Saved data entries

^^^^

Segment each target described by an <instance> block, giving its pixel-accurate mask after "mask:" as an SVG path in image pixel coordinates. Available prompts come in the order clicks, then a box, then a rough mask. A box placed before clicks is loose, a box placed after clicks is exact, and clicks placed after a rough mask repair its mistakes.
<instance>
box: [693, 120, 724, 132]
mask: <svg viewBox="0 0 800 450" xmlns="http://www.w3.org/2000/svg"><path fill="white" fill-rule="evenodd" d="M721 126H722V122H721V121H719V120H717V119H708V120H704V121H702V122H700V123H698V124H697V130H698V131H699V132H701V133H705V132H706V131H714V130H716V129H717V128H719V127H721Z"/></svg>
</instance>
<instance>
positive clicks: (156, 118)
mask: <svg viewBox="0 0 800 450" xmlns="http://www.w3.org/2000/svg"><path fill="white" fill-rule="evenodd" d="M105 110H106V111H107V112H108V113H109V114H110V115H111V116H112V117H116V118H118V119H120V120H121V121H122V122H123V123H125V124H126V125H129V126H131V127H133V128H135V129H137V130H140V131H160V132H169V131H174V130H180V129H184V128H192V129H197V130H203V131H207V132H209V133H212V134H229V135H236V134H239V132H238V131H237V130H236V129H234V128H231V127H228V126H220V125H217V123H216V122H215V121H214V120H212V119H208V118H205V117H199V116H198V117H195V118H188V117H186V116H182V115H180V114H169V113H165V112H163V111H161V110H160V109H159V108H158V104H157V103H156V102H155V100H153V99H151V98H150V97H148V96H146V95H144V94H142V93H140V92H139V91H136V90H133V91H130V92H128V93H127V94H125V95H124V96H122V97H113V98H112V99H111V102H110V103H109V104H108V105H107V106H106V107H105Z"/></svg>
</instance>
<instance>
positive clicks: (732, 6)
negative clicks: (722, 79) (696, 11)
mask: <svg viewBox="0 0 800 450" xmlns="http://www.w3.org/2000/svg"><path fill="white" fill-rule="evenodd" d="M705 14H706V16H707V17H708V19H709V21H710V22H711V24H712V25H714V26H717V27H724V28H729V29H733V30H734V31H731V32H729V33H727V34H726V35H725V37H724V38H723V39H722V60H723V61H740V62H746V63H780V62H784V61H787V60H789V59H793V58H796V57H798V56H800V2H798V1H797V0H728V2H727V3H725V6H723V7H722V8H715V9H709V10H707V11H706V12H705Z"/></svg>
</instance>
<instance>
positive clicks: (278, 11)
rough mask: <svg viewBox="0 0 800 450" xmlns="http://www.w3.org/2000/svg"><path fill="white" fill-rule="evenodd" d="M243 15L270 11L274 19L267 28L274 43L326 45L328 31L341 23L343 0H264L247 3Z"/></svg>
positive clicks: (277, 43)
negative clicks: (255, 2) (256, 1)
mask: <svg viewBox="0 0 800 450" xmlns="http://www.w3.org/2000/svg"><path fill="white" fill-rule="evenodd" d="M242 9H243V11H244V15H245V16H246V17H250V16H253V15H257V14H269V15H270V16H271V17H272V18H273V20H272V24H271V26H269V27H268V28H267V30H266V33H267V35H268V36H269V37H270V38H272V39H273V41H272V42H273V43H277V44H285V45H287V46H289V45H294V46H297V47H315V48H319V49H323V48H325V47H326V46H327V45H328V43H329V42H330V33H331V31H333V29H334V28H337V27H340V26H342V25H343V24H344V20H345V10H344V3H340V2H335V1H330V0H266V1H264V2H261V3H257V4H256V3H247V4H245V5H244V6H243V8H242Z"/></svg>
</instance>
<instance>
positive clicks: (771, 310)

^^^^

● TASK DIRECTIONS
Every word in the records must appear in your copy exactly as it does above.

● OUTPUT OF THE TASK
Segment each target described by an <instance> block, giving its pixel-accurate mask after "mask:" as an SVG path in image pixel coordinates. Available prompts come in the order clicks, then a box, then a rough mask. A box placed before clicks is loose, a box placed after clicks is exact, and clicks placed after a rough mask repair its mistakes.
<instance>
box: [693, 120, 724, 132]
mask: <svg viewBox="0 0 800 450" xmlns="http://www.w3.org/2000/svg"><path fill="white" fill-rule="evenodd" d="M721 126H722V122H721V121H719V120H717V119H708V120H704V121H702V122H700V123H698V124H697V130H698V131H699V132H701V133H705V132H706V131H714V130H716V129H717V128H719V127H721Z"/></svg>
</instance>
<instance>
positive clicks: (156, 118)
mask: <svg viewBox="0 0 800 450" xmlns="http://www.w3.org/2000/svg"><path fill="white" fill-rule="evenodd" d="M105 110H106V111H107V112H108V113H109V114H110V115H111V116H112V117H116V118H118V119H120V120H121V121H122V122H123V123H125V124H126V125H129V126H131V127H133V128H135V129H137V130H140V131H160V132H169V131H174V130H180V129H184V128H192V129H197V130H203V131H207V132H209V133H212V134H229V135H236V134H239V132H238V131H237V130H236V129H234V128H231V127H228V126H220V125H217V123H216V122H215V121H214V120H212V119H208V118H205V117H199V116H198V117H195V118H188V117H186V116H182V115H180V114H169V113H165V112H163V111H161V110H160V109H159V108H158V104H157V103H156V102H155V100H153V99H151V98H150V97H148V96H146V95H144V94H142V93H140V92H139V91H136V90H133V91H130V92H128V93H127V94H125V95H124V96H122V97H113V98H112V99H111V102H110V103H109V104H108V105H107V106H106V107H105Z"/></svg>
</instance>
<instance>
positive clicks: (732, 6)
negative clicks: (722, 79) (696, 11)
mask: <svg viewBox="0 0 800 450" xmlns="http://www.w3.org/2000/svg"><path fill="white" fill-rule="evenodd" d="M705 14H706V16H707V17H708V19H709V21H710V22H711V24H712V25H714V26H717V27H724V28H729V29H733V30H734V31H731V32H729V33H727V34H726V35H725V37H724V38H723V39H722V60H723V61H740V62H746V63H780V62H784V61H787V60H789V59H793V58H796V57H798V56H800V2H798V1H797V0H728V2H727V3H725V6H723V7H722V8H715V9H709V10H707V11H706V12H705Z"/></svg>
</instance>
<instance>
positive clicks: (278, 11)
rough mask: <svg viewBox="0 0 800 450" xmlns="http://www.w3.org/2000/svg"><path fill="white" fill-rule="evenodd" d="M243 15L270 11L274 19L267 28L274 43L326 45L328 31L341 23L343 0H264L247 3Z"/></svg>
positive clicks: (277, 43)
negative clicks: (255, 2) (256, 1)
mask: <svg viewBox="0 0 800 450" xmlns="http://www.w3.org/2000/svg"><path fill="white" fill-rule="evenodd" d="M242 9H243V11H244V15H245V16H246V17H250V16H253V15H257V14H269V15H270V16H271V17H272V18H273V20H272V24H271V26H269V27H268V28H267V30H266V33H267V35H268V36H269V37H270V38H272V39H273V41H272V42H273V43H277V44H285V45H287V46H289V45H294V46H297V47H315V48H319V49H323V48H325V47H326V46H327V45H328V43H329V42H330V33H331V31H333V29H334V28H337V27H340V26H342V25H343V24H344V20H345V10H344V3H340V2H335V1H330V0H266V1H264V2H261V3H257V4H256V3H247V4H245V5H244V6H243V8H242Z"/></svg>
</instance>
<instance>
positive clicks: (771, 310)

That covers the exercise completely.